* _ИСХОДНЫЕ ЗАПИСИ_:
━━━━━━━━━━━━━━━━━━━━
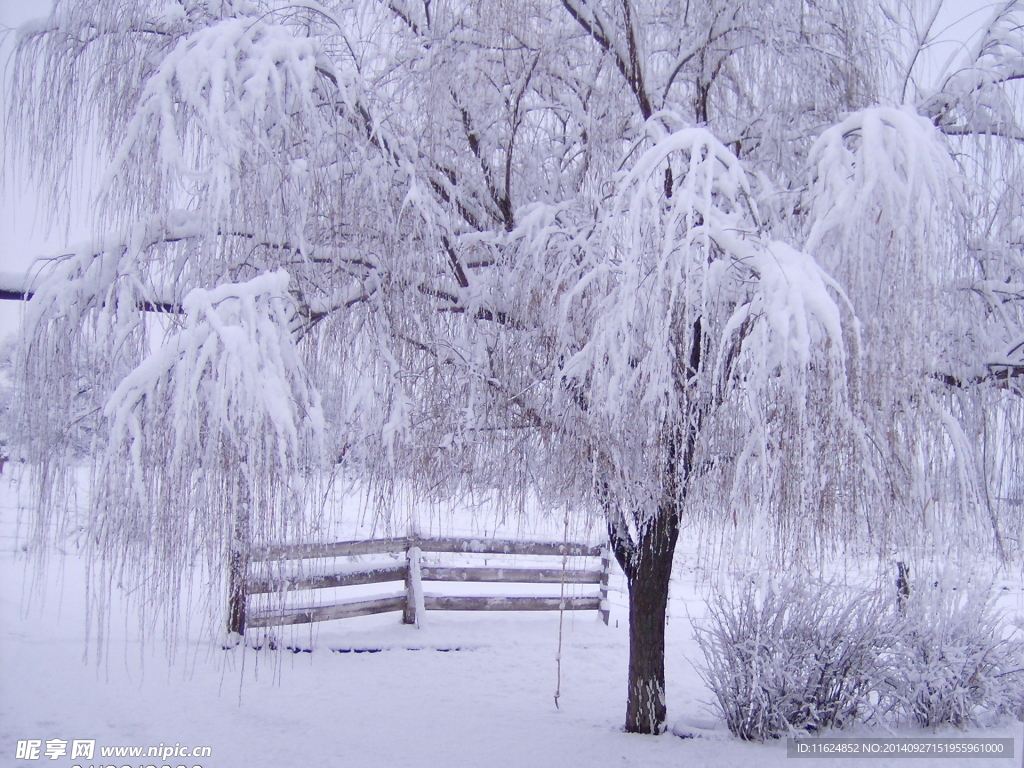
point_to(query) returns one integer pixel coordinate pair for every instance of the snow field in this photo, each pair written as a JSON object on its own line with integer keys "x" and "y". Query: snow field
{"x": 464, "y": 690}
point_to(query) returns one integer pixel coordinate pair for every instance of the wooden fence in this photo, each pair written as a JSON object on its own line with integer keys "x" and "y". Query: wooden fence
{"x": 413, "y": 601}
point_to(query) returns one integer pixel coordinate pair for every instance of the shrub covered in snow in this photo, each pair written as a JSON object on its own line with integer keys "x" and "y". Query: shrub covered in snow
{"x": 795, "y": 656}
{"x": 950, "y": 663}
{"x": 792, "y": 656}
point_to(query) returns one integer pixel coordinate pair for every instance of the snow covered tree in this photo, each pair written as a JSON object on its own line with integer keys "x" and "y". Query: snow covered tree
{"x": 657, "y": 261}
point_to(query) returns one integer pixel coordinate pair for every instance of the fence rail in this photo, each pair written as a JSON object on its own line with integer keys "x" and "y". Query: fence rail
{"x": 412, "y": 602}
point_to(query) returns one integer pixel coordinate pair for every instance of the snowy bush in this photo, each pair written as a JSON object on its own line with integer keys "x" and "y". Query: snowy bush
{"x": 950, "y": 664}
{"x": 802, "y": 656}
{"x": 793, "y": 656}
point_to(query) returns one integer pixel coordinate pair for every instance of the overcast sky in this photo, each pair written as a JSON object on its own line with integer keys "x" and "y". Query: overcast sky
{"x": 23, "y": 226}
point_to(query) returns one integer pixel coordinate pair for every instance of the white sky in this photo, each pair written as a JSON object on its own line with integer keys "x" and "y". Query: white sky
━━━━━━━━━━━━━━━━━━━━
* _ЧТО СДЕЛАТЬ_: Перепишите все записи выше в виде JSON-списка строк, где каждой строке записей соответствует один элемент, а пустые строки пропущены. Картинки в ответ не включайте.

* _РЕЗУЛЬТАТ_:
[
  "point_to(query) returns one integer pixel coordinate pair for every instance of the snow field in this photo, each pair written as a JSON object on its own line with integer keys \"x\" and \"y\". Query: snow field",
  "{\"x\": 464, \"y\": 690}",
  "point_to(query) returns one integer pixel coordinate pair for every instance of the wooden fence in this photo, each pair written as a JSON object on its own line with integer keys \"x\" and \"y\". Query: wooden fence",
  "{\"x\": 413, \"y\": 601}",
  "point_to(query) returns one integer pixel coordinate pair for every instance of the shrub covered in snow in this photo, each pair written as a JSON object on its own line with integer keys \"x\" and \"y\". Query: shrub covered in snow",
  "{\"x\": 795, \"y\": 656}",
  "{\"x\": 950, \"y\": 663}",
  "{\"x\": 792, \"y\": 656}",
  "point_to(query) returns one integer pixel coordinate pair for every instance of the snow covered tree in this photo, each pair written as a JSON object on its own line with integer keys \"x\" and \"y\". Query: snow covered tree",
  "{\"x\": 657, \"y\": 261}",
  "point_to(query) returns one integer pixel coordinate pair for every instance of the fence rail in this photo, each pair written as a JSON object on its own line with integer keys \"x\" and \"y\". Query: fence rail",
  "{\"x\": 412, \"y\": 602}",
  "point_to(query) returns one integer pixel coordinate pair for every instance of the snowy bush in this photo, each pair written as a JSON object on its own line with integer keys \"x\" and \"y\". Query: snowy bush",
  "{\"x\": 950, \"y\": 664}",
  "{\"x\": 802, \"y\": 656}",
  "{\"x\": 793, \"y\": 656}",
  "point_to(query) returns one integer pixel coordinate pair for every instance of the overcast sky in this photo, each pair written as a JSON object on its own line with integer keys \"x\" and \"y\". Query: overcast sky",
  "{\"x\": 23, \"y\": 226}",
  "point_to(query) returns one integer pixel coordinate pair for every instance of the white sky in this photo, each pair written as a JSON object on its own line with integer keys \"x\" and \"y\". Query: white sky"
]